Some Drudge News to Start the “Birthday”

January 2, 2010

First time I have gotten a shift since we gave up running my shop until the long semester starts, and I have only had two customers. That means Interweb Goof Up Time!

So a Mayo clinic in Arizona is no longer accepting Medicare as a third-party payer? A couple of things to notice:

*Note how the “mainstream” phrased it. The Mayo clinic is not refusing to treat Medicare patients; they are just requiring them to pay in cash INSTEAD of accepting Medicare.

*Note the reason why they are doing this.

“Mayo’s hospital and four clinics in Arizona, including the Glendale facility, lost $120 million on Medicare patients last year, Yardley [, Mayo spokesman,] said. The program’s payments cover about 50 percent of the cost of treating elderly primary-care patients at the Glendale clinic” (emphasis mine).

That is just in Arizona. The Federales do not want to pay what the market (as screwed up as it is, considering the bane that is third-party payers still exists) demands. Do you expect doctors to keep on losing money, even at the point of a gun (like some forms of Obamacare would demand)?

*Note the detractors’ response.

“Robert Berenson, a fellow at the Urban Institute’s Health Policy Center in Washington, D.C., said physicians’ claims of inadequate reimbursement are overstated. Rather, the program faces a lack of medical providers because not enough new doctors are becoming family doctors, internists and pediatricians who oversee patients’ primary care.”

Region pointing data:
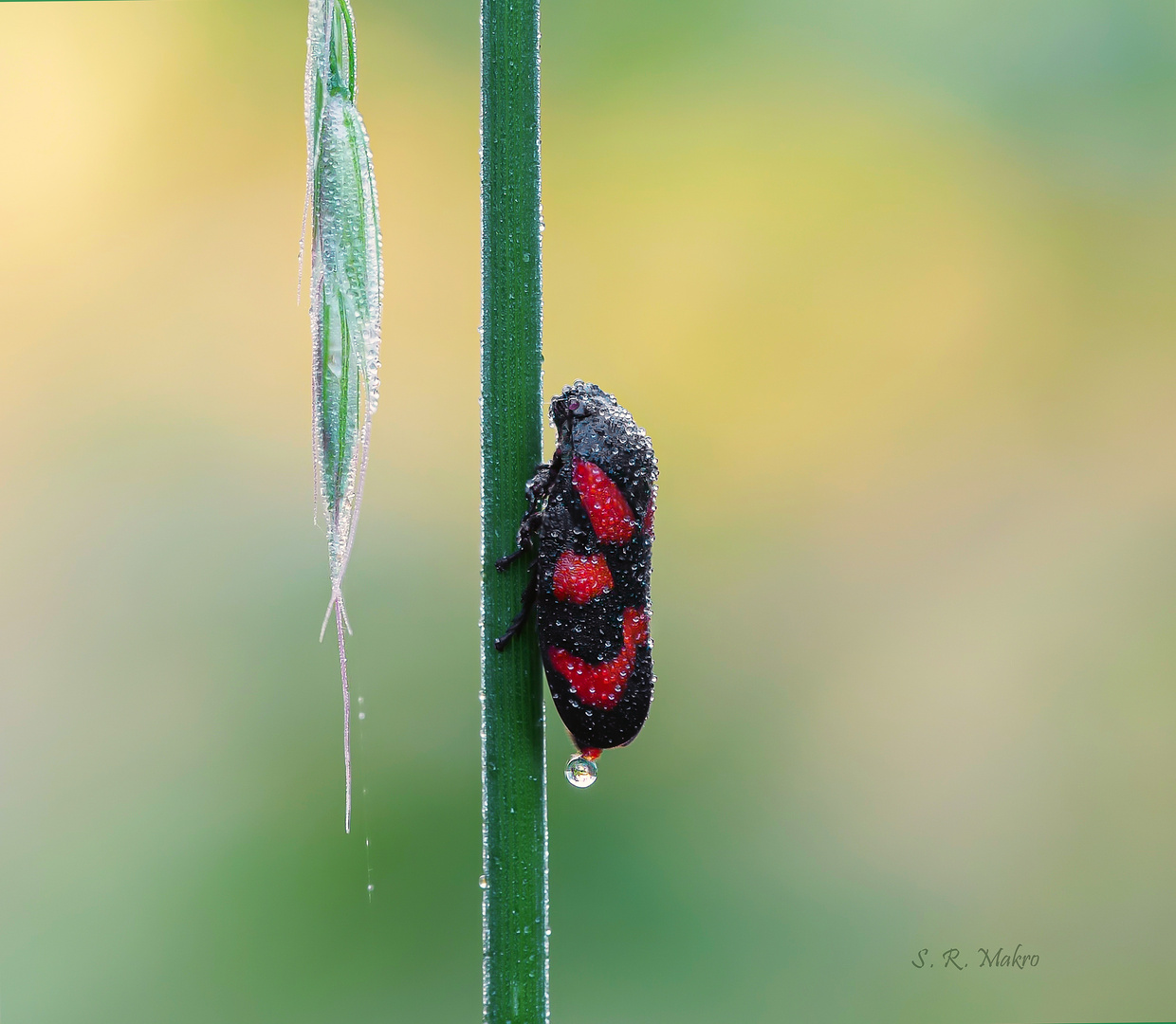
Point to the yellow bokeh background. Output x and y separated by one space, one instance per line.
890 284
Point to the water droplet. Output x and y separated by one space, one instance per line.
581 773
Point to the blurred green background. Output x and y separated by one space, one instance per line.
891 285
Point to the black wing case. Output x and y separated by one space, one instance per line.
597 649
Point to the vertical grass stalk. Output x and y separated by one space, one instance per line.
341 224
514 787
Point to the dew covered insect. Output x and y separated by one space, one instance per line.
589 524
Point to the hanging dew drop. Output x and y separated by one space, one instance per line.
581 773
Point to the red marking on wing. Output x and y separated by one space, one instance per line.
579 577
609 513
602 685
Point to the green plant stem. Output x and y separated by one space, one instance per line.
514 787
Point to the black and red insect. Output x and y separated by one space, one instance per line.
589 525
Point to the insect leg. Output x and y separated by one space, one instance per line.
528 602
538 488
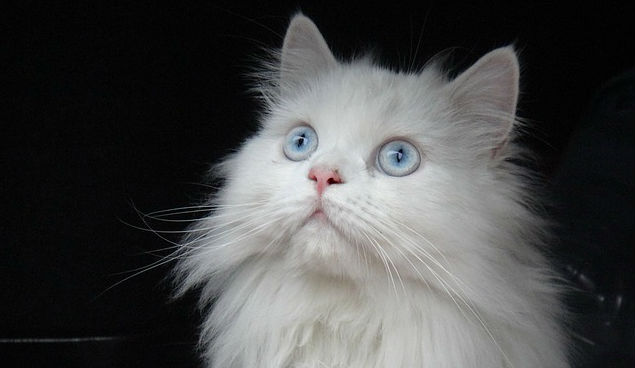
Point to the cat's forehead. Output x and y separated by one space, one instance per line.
369 102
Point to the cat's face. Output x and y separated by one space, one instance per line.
357 167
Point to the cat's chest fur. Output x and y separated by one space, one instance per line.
291 320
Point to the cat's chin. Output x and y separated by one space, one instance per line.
320 243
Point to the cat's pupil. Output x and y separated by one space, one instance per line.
300 140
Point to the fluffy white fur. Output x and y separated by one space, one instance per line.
440 268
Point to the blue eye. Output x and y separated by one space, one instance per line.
398 158
300 143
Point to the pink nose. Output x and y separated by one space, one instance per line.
324 177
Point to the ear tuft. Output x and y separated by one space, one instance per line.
487 93
304 51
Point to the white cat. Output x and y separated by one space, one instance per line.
376 220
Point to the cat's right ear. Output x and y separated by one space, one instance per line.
304 52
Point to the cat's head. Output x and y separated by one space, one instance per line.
357 167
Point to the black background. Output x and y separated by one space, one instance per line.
110 104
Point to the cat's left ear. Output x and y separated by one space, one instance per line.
304 51
485 97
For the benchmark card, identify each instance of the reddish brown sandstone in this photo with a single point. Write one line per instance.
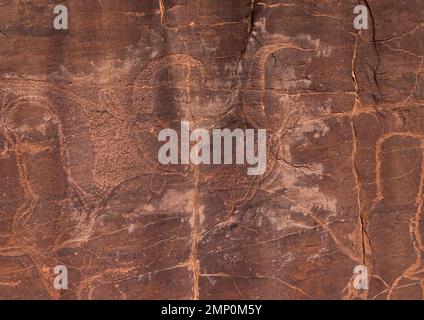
(80, 184)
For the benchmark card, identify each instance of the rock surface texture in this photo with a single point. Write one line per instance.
(81, 185)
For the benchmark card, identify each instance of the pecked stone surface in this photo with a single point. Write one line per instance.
(81, 186)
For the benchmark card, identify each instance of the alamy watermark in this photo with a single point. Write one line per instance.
(207, 148)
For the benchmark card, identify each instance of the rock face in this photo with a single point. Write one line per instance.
(81, 185)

Task set:
1. In the blog post about the Mayo clinic and Medicare, how much does the Mayo spokesman say the Arizona hospital and clinics lost on Medicare patients last year?
2. Pick up the blog post about the Mayo clinic and Medicare right after its final sentence, and keep writing it.

Replies:
1. $120 million.

2.
It’s true that we have a primary practitioner shortage. That shortage is due to market interference, not due to greed, like Mr. Berenson would like you to believe. Things like third-party payers and malpractice case law add huge costs to doctor’s bottom line. I have an uncle who lost his private practice because he WON a medical malpractice suit. Why would anyone in their right mind spend hundreds of thousands of dollars training to become a doctor in that kind of environment?

Colorado “lowers” their minimum wage.

Apparently, Colorado has their state minimum wage law based on inflation and did not rig it to stay flat when inflation decreases. And apparently, inflation dropped last year. So minimum wage workers get 3 cents less an hour. Weird, huh? I’m not sure if that is governmental responsibility or not. On the one hand, it is nice for the government to allow businesses to lower their costs when inflation (and therefore revenue) drops. On the other hand, they still have a state minimum wage law that is usually higher then the federal one, thus adding to business costs.